BEGIN Data provided

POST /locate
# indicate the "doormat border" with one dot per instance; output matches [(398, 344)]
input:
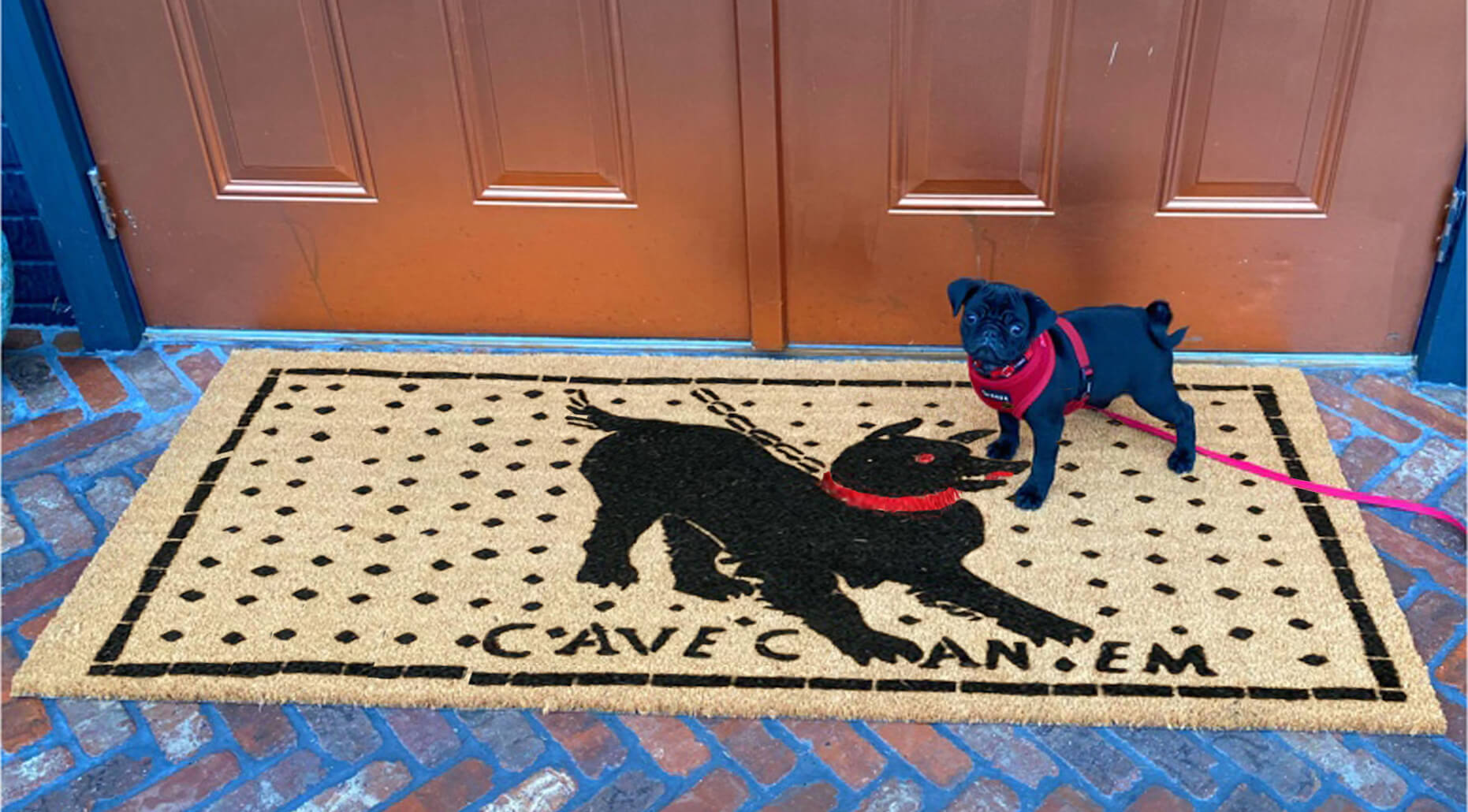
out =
[(1388, 687)]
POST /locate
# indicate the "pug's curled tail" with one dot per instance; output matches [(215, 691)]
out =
[(587, 416), (1159, 315)]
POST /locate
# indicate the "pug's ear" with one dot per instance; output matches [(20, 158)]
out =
[(960, 289), (1041, 318)]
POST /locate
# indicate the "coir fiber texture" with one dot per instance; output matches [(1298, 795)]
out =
[(639, 534)]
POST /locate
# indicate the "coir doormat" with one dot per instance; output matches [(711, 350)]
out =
[(638, 534)]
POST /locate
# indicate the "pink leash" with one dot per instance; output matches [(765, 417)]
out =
[(1265, 473)]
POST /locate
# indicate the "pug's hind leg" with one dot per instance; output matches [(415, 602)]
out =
[(1169, 407), (693, 563)]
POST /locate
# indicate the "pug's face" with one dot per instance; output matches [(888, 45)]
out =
[(999, 322)]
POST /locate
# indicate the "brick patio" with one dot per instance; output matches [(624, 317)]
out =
[(81, 434)]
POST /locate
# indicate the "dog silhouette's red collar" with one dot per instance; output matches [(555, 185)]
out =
[(889, 504)]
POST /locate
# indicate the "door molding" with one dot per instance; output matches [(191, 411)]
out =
[(49, 136), (758, 44)]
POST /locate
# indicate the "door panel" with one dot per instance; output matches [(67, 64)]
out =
[(422, 165), (1255, 162), (274, 95), (1260, 110), (545, 100), (975, 100)]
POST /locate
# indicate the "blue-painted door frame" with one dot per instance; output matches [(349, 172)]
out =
[(49, 137), (1440, 335)]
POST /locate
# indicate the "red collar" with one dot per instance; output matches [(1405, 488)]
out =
[(889, 504), (1013, 388)]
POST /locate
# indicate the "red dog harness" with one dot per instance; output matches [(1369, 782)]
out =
[(1013, 388)]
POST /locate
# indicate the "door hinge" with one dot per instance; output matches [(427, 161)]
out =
[(1451, 219), (109, 219)]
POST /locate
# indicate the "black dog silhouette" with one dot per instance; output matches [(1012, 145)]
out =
[(718, 492)]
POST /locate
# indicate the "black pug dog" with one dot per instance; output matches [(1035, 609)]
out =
[(718, 492), (1131, 354)]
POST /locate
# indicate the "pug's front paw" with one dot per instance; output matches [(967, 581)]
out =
[(1030, 497)]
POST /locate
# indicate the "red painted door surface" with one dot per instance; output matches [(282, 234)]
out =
[(550, 168), (1273, 168)]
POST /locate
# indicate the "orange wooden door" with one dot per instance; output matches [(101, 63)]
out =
[(1275, 168), (550, 168)]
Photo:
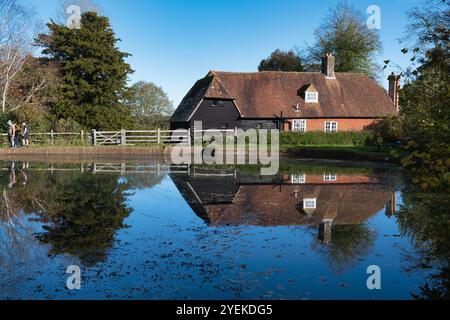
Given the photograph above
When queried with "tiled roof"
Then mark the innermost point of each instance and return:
(267, 94)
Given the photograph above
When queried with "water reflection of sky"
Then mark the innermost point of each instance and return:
(166, 251)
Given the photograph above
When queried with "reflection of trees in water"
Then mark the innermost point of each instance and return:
(142, 181)
(348, 244)
(82, 214)
(425, 219)
(16, 235)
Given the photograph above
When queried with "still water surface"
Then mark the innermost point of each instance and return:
(148, 230)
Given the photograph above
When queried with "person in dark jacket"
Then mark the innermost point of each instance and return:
(25, 135)
(11, 133)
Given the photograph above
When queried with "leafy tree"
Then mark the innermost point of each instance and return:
(150, 106)
(344, 33)
(92, 71)
(425, 97)
(282, 61)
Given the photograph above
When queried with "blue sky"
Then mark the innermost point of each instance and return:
(176, 42)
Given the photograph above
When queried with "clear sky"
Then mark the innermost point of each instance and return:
(175, 42)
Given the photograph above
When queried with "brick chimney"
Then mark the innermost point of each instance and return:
(328, 66)
(394, 87)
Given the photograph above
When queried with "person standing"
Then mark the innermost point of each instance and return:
(17, 134)
(25, 135)
(11, 134)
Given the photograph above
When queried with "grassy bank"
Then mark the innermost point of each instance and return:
(341, 152)
(86, 150)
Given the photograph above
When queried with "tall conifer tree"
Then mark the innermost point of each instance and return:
(93, 72)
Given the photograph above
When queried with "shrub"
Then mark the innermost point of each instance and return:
(359, 138)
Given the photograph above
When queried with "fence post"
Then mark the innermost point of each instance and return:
(94, 137)
(123, 137)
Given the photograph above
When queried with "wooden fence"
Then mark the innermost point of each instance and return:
(121, 137)
(52, 137)
(137, 137)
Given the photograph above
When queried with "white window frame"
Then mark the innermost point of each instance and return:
(330, 177)
(311, 97)
(298, 178)
(309, 203)
(299, 125)
(331, 126)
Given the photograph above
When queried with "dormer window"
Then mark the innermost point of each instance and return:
(218, 103)
(298, 178)
(311, 97)
(309, 203)
(309, 93)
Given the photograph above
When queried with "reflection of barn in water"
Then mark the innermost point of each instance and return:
(235, 198)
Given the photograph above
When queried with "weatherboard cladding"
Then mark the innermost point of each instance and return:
(267, 94)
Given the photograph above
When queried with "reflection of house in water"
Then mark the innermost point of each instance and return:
(299, 199)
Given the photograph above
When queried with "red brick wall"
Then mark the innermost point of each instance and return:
(343, 124)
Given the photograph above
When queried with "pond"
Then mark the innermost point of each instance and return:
(144, 229)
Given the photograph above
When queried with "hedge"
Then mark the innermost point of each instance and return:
(359, 138)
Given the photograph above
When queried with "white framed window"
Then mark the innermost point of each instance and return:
(298, 178)
(331, 126)
(309, 203)
(330, 177)
(299, 125)
(311, 97)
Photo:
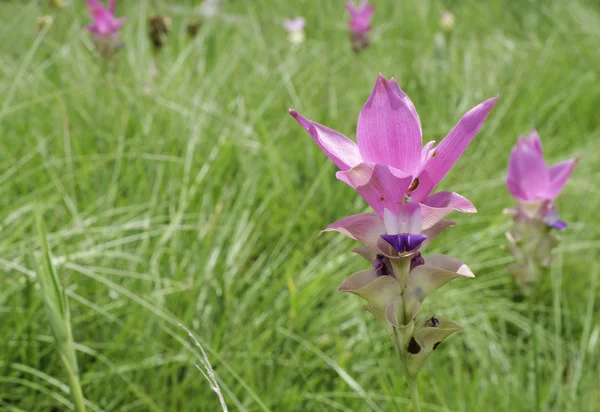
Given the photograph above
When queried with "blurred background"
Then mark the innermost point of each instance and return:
(177, 189)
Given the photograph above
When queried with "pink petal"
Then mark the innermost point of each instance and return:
(559, 174)
(341, 150)
(95, 4)
(382, 187)
(528, 177)
(451, 148)
(364, 227)
(438, 205)
(426, 152)
(389, 130)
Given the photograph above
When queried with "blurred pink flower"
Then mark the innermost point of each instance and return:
(294, 25)
(105, 26)
(535, 185)
(389, 166)
(360, 24)
(360, 16)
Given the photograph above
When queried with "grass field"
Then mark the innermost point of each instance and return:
(192, 197)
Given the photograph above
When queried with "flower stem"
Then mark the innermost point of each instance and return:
(534, 338)
(413, 387)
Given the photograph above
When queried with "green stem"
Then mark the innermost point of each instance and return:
(75, 385)
(534, 338)
(413, 387)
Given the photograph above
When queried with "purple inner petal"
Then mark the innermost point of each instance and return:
(558, 225)
(404, 242)
(553, 220)
(417, 260)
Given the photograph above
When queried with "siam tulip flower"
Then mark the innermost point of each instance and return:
(105, 28)
(395, 175)
(360, 24)
(535, 186)
(447, 22)
(295, 28)
(388, 165)
(401, 277)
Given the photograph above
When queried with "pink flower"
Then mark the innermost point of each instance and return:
(529, 179)
(294, 25)
(105, 24)
(388, 166)
(533, 184)
(360, 16)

END Data provided

§ Problem to work on
A verbatim copy of every record is required, with all pictures excluded.

§ Reply to the exercise
POST /locate
# indicate the "doormat border" with one dot per instance; output matches [(398, 344)]
input:
out =
[(1388, 687)]
POST /locate
# indicate the "pug's curled tail" with one dot per instance; output matches [(215, 691)]
out =
[(587, 416), (1159, 315)]
POST /locate
# indicate the "pug's ear" with one dot per instance; output matches [(20, 158)]
out =
[(960, 289), (1041, 318)]
POST /locate
# indicate the "coir fiber texture" with one dot per instance; output matches [(1298, 795)]
out =
[(639, 534)]
POST /locate
# indicate the "coir doormat" with one dot per instance; output matches [(711, 350)]
out =
[(638, 534)]
POST /locate
# indicate the "pink leash" with one dot per instance; output matches [(765, 417)]
out =
[(1265, 473)]
POST /locate
# indicate the "pug's hind leg" with one dot per instance; output matches [(415, 602)]
out =
[(1169, 407), (693, 563)]
POST /locate
# indicate the "pug's face" with one dot per instance; output matches [(888, 45)]
out =
[(999, 322)]
POST /locate
# indicate the "brick patio" with one dot per instance; output matches [(624, 317)]
out =
[(81, 434)]
POST /locate
# indicate the "dog silhouette's red collar" with one dot per instance; output matches [(555, 185)]
out =
[(889, 504)]
POST /locate
# indicate the "door molding" with one dot per instance; output matches [(191, 411)]
out =
[(49, 136), (758, 44)]
POST /locate
# indicate the "door panel" with one dot per instance; output matches [(67, 64)]
out =
[(422, 165), (1255, 162), (274, 95), (1260, 110), (545, 100), (975, 100)]
POST /locate
# indicate the "blue-painted door frame" with one dot per instance; output matches [(349, 172)]
out =
[(49, 137), (1440, 335)]
POST /locate
# indicate the "red collar" with one dot per instance; output matches [(1405, 488)]
out =
[(889, 504), (1013, 388)]
POST /locate
# indicate the "red dog harness" with one dot per instance; output matches [(1369, 782)]
out =
[(1013, 388)]
POST /locate
# indicate the "door hinge" with one dot per instance; output matches [(427, 161)]
out =
[(1451, 219), (109, 219)]
POST /locate
# indicate the "black dog silhouette" with one dot per instance; output matches [(1012, 145)]
out =
[(718, 492)]
POST /locate
# indicate the "black pug dog" with one dot per instance; output matches [(1035, 609)]
out =
[(718, 492), (1131, 354)]
POST /locate
# indicate the "pug's front paw" with one dot per instance; output matches [(967, 581)]
out =
[(1030, 497)]
POST /locate
# indicate the "red painted door surface" with one dot per instance; output matches [(282, 234)]
out =
[(550, 168), (1273, 168)]
POST /locate
# indicate the "orange wooden door" with one dot per instance; output matches [(101, 63)]
out =
[(1275, 168), (550, 168)]
Photo:
Given the photograph above
When queried with "tiled roof"
Then mark the innermost point of each instance and return:
(267, 94)
Given the photograph above
When queried with "water reflection of sky"
Then mark the innermost point of each instance and return:
(166, 251)
Given the photograph above
When queried with "reflection of trees in water"
Then mark the innermost point of each instance and return:
(142, 181)
(348, 244)
(82, 214)
(425, 219)
(16, 235)
Given the photograph above
When queried with "still water surface"
Then mark the innermost point of each instance and return:
(148, 230)
Given the photograph above
When queried with "person in dark jacket"
Then mark the innermost point of each instance and return:
(25, 135)
(11, 133)
Given the photograph above
When queried with "leafy tree"
Then mark the innermost point of each instance and return:
(150, 106)
(344, 33)
(92, 71)
(425, 97)
(282, 61)
Given the photograph above
When queried with "blue sky"
Then mark the innermost point of each instance and return:
(176, 42)
Given the photograph above
When queried with "clear sky"
Then mark the innermost point of each instance and return:
(175, 42)
Given the photograph above
When queried with "brick chimney"
Then mark the innermost point of each instance and return:
(328, 66)
(394, 87)
Given the photograph above
When queried with "person standing"
Then mark the innermost point of each instance and return:
(17, 134)
(25, 135)
(11, 134)
Given the photograph above
When queried with "grassy bank"
Then mark the innermost point of each instance and return:
(341, 152)
(86, 150)
Given the photograph above
When queried with "tall conifer tree"
Then mark the innermost point of each instance and return:
(93, 72)
Given the photograph above
When queried with "shrub"
Then mark the innermost point of each instance and return:
(359, 138)
Given the photograph above
When queried with "fence post"
Then mark the innermost point of each instance and return:
(94, 137)
(123, 137)
Given the photograph above
When queried with "wooden fence"
Then mark the innermost point of each instance and return:
(121, 137)
(52, 137)
(137, 137)
Given the photograph above
When queried with "white window frame"
Then mark the innermost point of each instance and return:
(330, 177)
(311, 97)
(298, 178)
(309, 203)
(299, 125)
(331, 126)
Given the photograph above
When queried with "dormer window"
Then mark the innermost point of each instance and return:
(218, 103)
(298, 178)
(311, 97)
(309, 203)
(309, 93)
Given the photograph above
When queried with "reflection of barn in water"
Then mark the innermost point of each instance and return:
(235, 198)
Given the photograph above
When queried with "weatherboard cladding"
Then mark the innermost point of each instance and return:
(267, 94)
Given the photograph above
When queried with "reflection of house in water"
Then mark the innermost point of each instance and return:
(299, 199)
Given the photograph above
When queried with "red brick wall"
Then mark the innermost point of each instance and return:
(343, 124)
Given the photograph above
When queried with "pond"
Then mark the innermost point of each instance and return:
(144, 229)
Given the photograph above
When queried with "hedge"
Then mark the innermost point of each instance and return:
(359, 138)
Given the photograph above
When queried with "white framed window"
Then mark the innermost point of each instance and return:
(298, 178)
(331, 126)
(309, 203)
(330, 177)
(299, 125)
(311, 97)
Photo:
Given the photograph above
When queried with "blurred background"
Then mark the innermost point of each instance and return:
(177, 189)
Given the photograph above
When queried with "pink petal"
Then mark the innermost point of each instance and return:
(559, 174)
(341, 150)
(95, 4)
(382, 187)
(528, 177)
(451, 148)
(364, 227)
(438, 205)
(426, 152)
(389, 130)
Given the photograph above
When queried with "blurred pink flower"
Then mark the innermost point of each instance and return:
(294, 25)
(105, 26)
(535, 185)
(389, 166)
(360, 24)
(360, 16)
Given the photograph above
When queried with "grass field"
Then mark the innermost point of each instance and return:
(192, 197)
Given the photograph above
When queried with "flower stem"
Then mark the innermost point of each instance and return:
(534, 338)
(413, 387)
Given the photograph above
When queried with "green stem"
Then mark the innermost point of each instance and return:
(75, 385)
(534, 338)
(413, 387)
Given the photograph above
When queried with "purple inner petal"
Then mark the innermost point of each instance and return:
(558, 225)
(404, 242)
(553, 220)
(417, 260)
Given the photograph above
When queried with "siam tulip flower"
Then mark the innermost point of each instance and return:
(105, 28)
(395, 175)
(360, 24)
(535, 186)
(447, 22)
(295, 28)
(388, 165)
(401, 277)
Given the photograph above
When queried with "pink flower"
Then mark the innermost point of each instance and return:
(529, 179)
(294, 25)
(105, 24)
(388, 166)
(533, 184)
(360, 16)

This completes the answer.